# What you have to do
Reproduce the records below exactly as they appear.

☆ ☆ ☆

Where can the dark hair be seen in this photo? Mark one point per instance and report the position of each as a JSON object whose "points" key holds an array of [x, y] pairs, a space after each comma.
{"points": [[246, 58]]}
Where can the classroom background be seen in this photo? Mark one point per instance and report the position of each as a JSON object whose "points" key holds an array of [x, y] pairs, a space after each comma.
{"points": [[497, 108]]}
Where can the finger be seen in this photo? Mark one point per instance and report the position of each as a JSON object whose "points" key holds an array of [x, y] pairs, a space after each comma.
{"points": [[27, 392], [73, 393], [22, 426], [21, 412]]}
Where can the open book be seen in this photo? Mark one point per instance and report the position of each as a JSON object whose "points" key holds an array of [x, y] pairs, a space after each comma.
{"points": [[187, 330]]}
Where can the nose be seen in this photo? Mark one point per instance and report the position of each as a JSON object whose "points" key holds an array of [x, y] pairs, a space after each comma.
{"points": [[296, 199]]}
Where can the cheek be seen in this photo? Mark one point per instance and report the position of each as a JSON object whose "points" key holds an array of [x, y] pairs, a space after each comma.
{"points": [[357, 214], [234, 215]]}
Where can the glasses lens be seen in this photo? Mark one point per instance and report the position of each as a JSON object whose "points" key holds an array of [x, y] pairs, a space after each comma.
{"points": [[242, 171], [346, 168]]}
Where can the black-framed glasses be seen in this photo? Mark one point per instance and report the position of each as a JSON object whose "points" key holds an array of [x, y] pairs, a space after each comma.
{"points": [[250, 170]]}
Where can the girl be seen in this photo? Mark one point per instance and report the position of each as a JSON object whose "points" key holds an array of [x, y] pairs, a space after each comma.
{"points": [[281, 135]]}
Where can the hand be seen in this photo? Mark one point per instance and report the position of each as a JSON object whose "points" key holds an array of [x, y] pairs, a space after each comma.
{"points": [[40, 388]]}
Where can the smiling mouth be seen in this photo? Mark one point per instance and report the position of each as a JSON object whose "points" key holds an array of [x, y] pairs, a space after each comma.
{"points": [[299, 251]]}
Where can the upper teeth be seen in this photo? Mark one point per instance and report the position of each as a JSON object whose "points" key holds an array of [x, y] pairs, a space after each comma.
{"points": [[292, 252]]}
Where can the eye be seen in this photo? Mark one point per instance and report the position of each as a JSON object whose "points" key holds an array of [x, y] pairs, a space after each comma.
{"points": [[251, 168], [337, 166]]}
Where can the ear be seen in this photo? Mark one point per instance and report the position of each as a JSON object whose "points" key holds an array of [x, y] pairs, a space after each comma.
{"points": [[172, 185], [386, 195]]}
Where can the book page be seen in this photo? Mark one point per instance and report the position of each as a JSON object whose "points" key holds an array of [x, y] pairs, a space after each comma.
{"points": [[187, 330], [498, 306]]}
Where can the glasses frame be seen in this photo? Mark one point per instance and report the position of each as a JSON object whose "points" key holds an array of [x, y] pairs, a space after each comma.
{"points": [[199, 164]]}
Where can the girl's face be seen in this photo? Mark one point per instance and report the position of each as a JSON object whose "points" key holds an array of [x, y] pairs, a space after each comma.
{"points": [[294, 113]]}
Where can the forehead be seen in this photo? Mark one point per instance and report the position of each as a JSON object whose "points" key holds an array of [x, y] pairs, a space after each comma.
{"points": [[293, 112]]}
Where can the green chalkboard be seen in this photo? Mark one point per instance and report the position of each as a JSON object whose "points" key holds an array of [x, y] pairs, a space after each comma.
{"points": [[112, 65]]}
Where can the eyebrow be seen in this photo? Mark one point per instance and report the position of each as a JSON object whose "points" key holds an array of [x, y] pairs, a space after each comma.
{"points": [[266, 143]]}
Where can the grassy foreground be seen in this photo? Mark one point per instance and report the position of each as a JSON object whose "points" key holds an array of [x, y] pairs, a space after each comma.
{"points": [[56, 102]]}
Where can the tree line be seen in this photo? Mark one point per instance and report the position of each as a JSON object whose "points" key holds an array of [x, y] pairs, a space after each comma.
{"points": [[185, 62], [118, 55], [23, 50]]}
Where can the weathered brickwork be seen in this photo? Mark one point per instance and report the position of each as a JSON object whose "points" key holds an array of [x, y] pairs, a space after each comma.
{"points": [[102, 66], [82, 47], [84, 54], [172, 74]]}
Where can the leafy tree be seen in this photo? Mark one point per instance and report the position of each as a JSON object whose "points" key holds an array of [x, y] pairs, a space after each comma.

☆ ☆ ☆

# Final result
Where can the dark hair be seen in this photo? Mark one point per instance and report the position of each as a JSON object whose "points" key holds an array of [x, y] pairs, a space after each comma.
{"points": [[246, 58]]}
Where can the classroom background be seen in this photo? Mark one point per instance and report the position of each as a JSON object whose "points" key holds an array of [x, y] pairs, a space after each comma.
{"points": [[497, 108]]}
Where can the finger be seen in this photo? Mark one point per instance and report the position of each as a JSON object whose "points" key holds an array of [x, y] pairs, a space after each comma.
{"points": [[27, 392], [73, 393], [22, 426], [21, 412]]}
Where can the open book be seen in this photo? Mark one point per instance and report the position of each as a JSON object whose "points" key holds an array of [x, y] pairs, a space after each comma.
{"points": [[187, 330]]}
Where can the nose be seen in this photo? Mark one point per instance and report the position of each as a JSON object whose "points" key holds an array of [x, y] pairs, a space after each comma.
{"points": [[296, 199]]}
Where can the cheek be seen in this photo? Mark one point per instance and report the position of each as a JSON object whose "points" key holds an array of [x, y] pairs, a space after each comma.
{"points": [[357, 214], [234, 215]]}
Where can the glasses lens be seen in this photo? Mark one point per instance and report the position of each as a JSON object whose "points" key holds an array of [x, y] pairs, a space after each comma.
{"points": [[242, 171], [346, 168]]}
Where can the black-framed glasses be seen in this photo? Mark one point per instance and report the position of each as a JSON object whose "points" key holds an array of [x, y] pairs, a space after each comma.
{"points": [[250, 170]]}
Where can the girl be seen in this photo? Mark one point per instance and report the position of each as a JSON object whose "points" key holds an array of [x, y] pairs, a space after each comma.
{"points": [[281, 135]]}
Where can the hand be seen in this photo? Mark one point per instance and report the position of each as a JSON object whose "points" key holds an array of [x, y] pairs, a space after each comma.
{"points": [[40, 388]]}
Where can the smiling mouth be seen in this photo? Mark one point per instance and report the position of each as a JSON object whose "points" key holds an array of [x, y] pairs, a space after each comma.
{"points": [[299, 251]]}
Where can the upper teeth be seen in this photo? Mark one point per instance and report the position of each as a JSON object whose "points" key holds an array of [x, y] pairs, a space after each comma.
{"points": [[292, 252]]}
Where can the eye be seen in this photo? Mark one point per instance and report the position of each as a JSON object whose "points" key holds an array of [x, y] pairs, a space after each comma.
{"points": [[251, 168], [337, 166]]}
Where can the ear be seen in this photo? Mark one point per instance and report the position of each as a JSON object whose "points" key holds an array of [x, y] pairs, a space after each comma.
{"points": [[172, 185], [386, 195]]}
Where can the book page be seen in this photo? Mark one point per instance and report the position of each as a JSON object whose "points" key holds an array of [x, y] pairs, a space after each comma.
{"points": [[187, 330], [498, 306]]}
Where can the glasses frame be seen in this photo? Mark one point per instance and report the position of each as a JSON object whose "points" key holds an array of [x, y] pairs, a space after each comma.
{"points": [[199, 164]]}
Where can the girl's face be seen in this photo? Mark one point per instance and report the position of each as a JSON object whose "points" key holds an array of [x, y] pairs, a space after each comma.
{"points": [[294, 113]]}
Where can the forehead be seen in this photo? Mark one point per instance and report the position of each as a JSON object whose "points" key holds an array of [x, y] pairs, a space after each comma.
{"points": [[293, 112]]}
Where can the green chalkboard be seen in this photo? Mark one point per instance and report the position of each as a JSON object whose "points" key holds an array of [x, y] pairs, a space after each comma.
{"points": [[112, 65]]}
Where can the eyebrow be seen in this photo? Mark one point per instance and report the position of each as a JSON object whose "points" key holds an array of [x, y] pairs, a space after each comma.
{"points": [[266, 143]]}
Where can the grassy foreground be seen in this photo? Mark one point per instance and report the position of each as a JSON object whose "points" key holds an array of [x, y] pairs, a space after each comma.
{"points": [[56, 102]]}
Where can the tree line be seen in this photo? Mark one point per instance and report the position of each as a JSON object whose "points" key holds an array of [x, y] pairs, a space after each comma.
{"points": [[185, 62], [118, 55], [23, 50]]}
Where can the weathered brickwork be seen in this photo? Mark one point per instance and report the position of each as a JSON object whose "points" key holds an array of [x, y] pairs, a space after each comma.
{"points": [[102, 66], [82, 47], [84, 54], [172, 74]]}
Where can the leafy tree be seen in this photo? Mark one point per instance and report the position of each as a JSON object whose "points" key holds an array of [x, y] pairs, a space after each comma.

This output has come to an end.